* [Study text]
+ + + + +

In This IssueInfrastructure

The Key to a Safe, Compliant Workplace

How to sustain mission-critical operations during the pandemic

By Kevin Price

Unforeseen disruptions have always been a fact of life for infrastructure managers, making business continuity planning a prerequisite for successful operations. From severe weather to cyber-attacks, it has never been a question of whether your plans could be derailed, but when—and how well you prepared, coped, and recovered.

So much about the future is still uncertain but effective leaders know that these things are true: There’s no room for compromise on ensuring a safe, compliant workplace and an integrated, data- driven strategy is the only effective way to adapt to new guidelines, regulations, experience, and circumstances.

Stability in a Chaotic Time

It is the topic of the moment: How to sustain mission-critical operations at a time when rules and compliance expectations are changing rapidly in response to shifting circumstances on the ground.

Today, everyone shares a universal challenge: Stay open, keep everyone safe, and stay afloat financially in the face of circumstances and system requirements that were unimaginable as recently as March 2020.

For transit agencies, the emphasis is on personal protective equipment (PPE) for personnel and drastically accelerated cleaning schedules—for rolling stock, turnstiles, fare machines, and any other equipment that employees or the public might encounter. In many communities, transit is also stepping up to a leadership role that gives new meaning to customer service—distributing masks to riders and using signage to drive a consistent message about physical distancing.

For facilities, it’s all about the HVAC. While good ventilation can help limit the spread of the virus, defective systems can be a hazard. Maintenance staff are an essential part of the emergency workforce, with more frequent schedules for cleaning surfaces, maintaining fans, and changing filters.

As personnel return to offices, asset management becomes a matter of reorganizing space and reallocating equipment for safety. Organizations are also discovering an interest in thermal cameras —either for the first time or using them more consistently.

Employees’ movements through a regular workday must be completely rethought. Breaks are more difficult to schedule with new lunchroom capacity limits. Employees’ adherence to mask and distancing requirements must be monitored.

This is happening during a period when the rules are not clear because, in many jurisdictions, they are still being written. The last several months were unprecedented for policymakers as much as managers. It’s no surprise that many are still scrambling.

This volatility is a source of stress for many. For asset managers, the solution is to fall back on the proven systems that are already key to optimizing performance in complex organizations.

+ + + + +

* [Dataset extract]
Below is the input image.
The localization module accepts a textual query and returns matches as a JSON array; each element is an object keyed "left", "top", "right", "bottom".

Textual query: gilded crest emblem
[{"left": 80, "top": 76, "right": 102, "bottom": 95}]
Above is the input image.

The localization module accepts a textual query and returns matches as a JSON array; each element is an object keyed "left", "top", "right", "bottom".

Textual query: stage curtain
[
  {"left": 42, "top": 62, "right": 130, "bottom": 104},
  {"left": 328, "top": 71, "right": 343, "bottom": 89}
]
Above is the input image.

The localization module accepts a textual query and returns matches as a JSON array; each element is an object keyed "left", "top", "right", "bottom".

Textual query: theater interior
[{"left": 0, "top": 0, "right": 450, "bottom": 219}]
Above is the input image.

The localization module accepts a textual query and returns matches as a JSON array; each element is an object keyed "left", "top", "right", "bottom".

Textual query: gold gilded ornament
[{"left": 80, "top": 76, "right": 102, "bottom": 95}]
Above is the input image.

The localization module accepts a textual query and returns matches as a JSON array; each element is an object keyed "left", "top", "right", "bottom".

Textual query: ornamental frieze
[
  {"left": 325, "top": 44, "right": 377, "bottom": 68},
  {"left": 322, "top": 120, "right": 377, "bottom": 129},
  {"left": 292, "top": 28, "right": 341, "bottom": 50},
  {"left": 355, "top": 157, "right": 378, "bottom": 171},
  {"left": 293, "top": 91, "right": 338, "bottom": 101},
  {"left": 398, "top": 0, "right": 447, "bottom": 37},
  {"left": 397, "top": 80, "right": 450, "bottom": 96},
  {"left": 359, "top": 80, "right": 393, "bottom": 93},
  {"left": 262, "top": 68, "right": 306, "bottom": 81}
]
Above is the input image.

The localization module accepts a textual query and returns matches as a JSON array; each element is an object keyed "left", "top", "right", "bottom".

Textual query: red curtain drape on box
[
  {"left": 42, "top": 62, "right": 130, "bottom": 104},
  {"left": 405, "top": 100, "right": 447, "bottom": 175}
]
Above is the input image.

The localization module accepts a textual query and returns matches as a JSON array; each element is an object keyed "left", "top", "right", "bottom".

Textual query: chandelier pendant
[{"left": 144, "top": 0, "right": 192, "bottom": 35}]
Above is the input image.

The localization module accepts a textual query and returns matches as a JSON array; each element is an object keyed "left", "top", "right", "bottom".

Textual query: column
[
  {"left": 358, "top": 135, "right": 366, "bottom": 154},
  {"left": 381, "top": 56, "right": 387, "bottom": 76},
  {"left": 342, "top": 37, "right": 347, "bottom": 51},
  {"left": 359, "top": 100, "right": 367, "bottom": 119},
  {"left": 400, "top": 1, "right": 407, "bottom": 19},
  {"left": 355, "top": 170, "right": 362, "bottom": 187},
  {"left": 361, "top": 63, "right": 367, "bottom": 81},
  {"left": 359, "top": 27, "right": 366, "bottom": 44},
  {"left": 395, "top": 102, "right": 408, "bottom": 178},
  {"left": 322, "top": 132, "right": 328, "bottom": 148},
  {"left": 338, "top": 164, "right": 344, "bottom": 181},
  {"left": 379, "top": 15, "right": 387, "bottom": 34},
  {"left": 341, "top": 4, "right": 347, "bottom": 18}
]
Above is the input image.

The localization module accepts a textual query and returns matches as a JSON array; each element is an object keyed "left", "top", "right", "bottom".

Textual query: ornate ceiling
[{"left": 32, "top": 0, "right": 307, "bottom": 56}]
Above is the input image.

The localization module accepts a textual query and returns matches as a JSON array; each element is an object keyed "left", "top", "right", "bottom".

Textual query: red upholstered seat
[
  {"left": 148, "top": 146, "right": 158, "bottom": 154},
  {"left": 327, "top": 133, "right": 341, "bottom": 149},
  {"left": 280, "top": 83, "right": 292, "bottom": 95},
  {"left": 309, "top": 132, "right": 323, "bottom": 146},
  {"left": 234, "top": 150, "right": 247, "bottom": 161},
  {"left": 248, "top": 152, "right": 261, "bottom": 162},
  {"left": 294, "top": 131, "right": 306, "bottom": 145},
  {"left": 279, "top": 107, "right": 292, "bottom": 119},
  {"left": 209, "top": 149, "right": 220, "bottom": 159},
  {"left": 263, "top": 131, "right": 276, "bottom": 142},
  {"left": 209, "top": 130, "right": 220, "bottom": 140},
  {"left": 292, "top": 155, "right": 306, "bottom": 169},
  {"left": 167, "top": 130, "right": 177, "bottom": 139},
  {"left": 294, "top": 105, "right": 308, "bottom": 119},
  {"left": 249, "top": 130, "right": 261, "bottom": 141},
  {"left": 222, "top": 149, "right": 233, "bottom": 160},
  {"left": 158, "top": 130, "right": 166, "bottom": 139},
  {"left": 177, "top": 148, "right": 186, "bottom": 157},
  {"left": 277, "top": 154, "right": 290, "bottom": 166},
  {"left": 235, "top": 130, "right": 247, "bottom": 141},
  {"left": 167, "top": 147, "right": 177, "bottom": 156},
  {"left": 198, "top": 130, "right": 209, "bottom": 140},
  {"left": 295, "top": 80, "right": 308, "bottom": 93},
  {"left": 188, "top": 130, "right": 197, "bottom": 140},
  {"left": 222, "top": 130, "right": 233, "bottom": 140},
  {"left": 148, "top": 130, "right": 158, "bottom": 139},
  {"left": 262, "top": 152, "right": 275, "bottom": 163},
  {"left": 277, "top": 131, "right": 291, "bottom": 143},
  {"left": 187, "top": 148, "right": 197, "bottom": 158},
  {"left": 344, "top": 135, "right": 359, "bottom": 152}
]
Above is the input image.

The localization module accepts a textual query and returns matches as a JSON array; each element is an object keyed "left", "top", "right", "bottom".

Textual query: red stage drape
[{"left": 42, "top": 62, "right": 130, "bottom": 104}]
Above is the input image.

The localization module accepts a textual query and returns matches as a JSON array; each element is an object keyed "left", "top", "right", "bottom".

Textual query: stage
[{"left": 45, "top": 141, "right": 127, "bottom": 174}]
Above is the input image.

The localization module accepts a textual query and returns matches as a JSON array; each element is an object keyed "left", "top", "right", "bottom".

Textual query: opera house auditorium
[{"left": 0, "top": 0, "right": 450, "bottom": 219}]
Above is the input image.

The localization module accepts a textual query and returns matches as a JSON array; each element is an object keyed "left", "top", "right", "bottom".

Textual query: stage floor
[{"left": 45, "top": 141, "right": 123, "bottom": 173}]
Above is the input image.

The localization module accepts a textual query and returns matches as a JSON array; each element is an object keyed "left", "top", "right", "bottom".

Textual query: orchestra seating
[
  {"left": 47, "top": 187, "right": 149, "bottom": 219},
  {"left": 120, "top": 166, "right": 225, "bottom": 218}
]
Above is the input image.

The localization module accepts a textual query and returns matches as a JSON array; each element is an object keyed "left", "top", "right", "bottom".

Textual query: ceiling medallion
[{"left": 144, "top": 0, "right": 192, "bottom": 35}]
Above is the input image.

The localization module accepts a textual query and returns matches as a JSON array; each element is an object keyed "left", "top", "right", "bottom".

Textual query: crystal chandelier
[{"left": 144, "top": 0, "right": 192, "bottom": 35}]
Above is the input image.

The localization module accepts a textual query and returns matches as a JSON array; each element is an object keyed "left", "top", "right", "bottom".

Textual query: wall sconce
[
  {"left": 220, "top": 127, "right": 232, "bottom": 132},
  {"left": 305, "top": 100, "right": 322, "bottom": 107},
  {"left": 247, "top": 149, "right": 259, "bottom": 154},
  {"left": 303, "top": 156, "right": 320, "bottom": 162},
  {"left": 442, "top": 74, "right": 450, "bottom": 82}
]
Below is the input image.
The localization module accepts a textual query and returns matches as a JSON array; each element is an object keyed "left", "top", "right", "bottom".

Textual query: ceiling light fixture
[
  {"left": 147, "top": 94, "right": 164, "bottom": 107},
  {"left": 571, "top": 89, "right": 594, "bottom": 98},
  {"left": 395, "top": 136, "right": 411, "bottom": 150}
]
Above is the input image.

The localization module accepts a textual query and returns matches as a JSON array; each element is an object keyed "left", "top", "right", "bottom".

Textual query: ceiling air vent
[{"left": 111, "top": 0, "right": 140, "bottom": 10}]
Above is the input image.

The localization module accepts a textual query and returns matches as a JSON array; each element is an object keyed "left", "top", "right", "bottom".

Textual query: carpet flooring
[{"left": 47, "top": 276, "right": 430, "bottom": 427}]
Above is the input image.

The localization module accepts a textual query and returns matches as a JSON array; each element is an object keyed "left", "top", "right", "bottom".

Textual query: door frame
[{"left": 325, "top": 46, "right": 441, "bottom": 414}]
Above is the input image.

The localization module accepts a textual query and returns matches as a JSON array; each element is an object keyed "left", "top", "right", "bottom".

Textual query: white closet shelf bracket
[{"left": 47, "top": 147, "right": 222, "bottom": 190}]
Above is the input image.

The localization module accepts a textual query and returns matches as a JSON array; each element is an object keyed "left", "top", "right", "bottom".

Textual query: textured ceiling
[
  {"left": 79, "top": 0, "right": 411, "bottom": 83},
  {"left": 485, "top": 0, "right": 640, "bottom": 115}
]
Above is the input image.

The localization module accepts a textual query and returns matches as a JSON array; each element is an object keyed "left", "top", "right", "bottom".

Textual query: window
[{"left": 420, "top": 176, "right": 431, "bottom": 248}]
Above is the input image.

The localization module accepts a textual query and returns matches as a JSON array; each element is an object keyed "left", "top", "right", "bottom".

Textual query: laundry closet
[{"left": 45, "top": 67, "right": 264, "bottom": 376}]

+ + + + +

* [Questions to answer]
a. Rewrite the part of the workplace safety article that begins with "This is happening" and ends with "in complex organizations.", using "lawmakers" in place of "policymakers".
b. According to the workplace safety article, what makes breaks more difficult to schedule?

* [Task results]
a.
This is happening during a period when the rules are not clear because, in many jurisdictions, they are still being written. The last several months were unprecedented for lawmakers as much as managers. It’s no surprise that many are still scrambling.

This volatility is a source of stress for many. For asset managers, the solution is to fall back on the proven systems that are already key to optimizing performance in complex organizations.

b. New lunchroom capacity limits.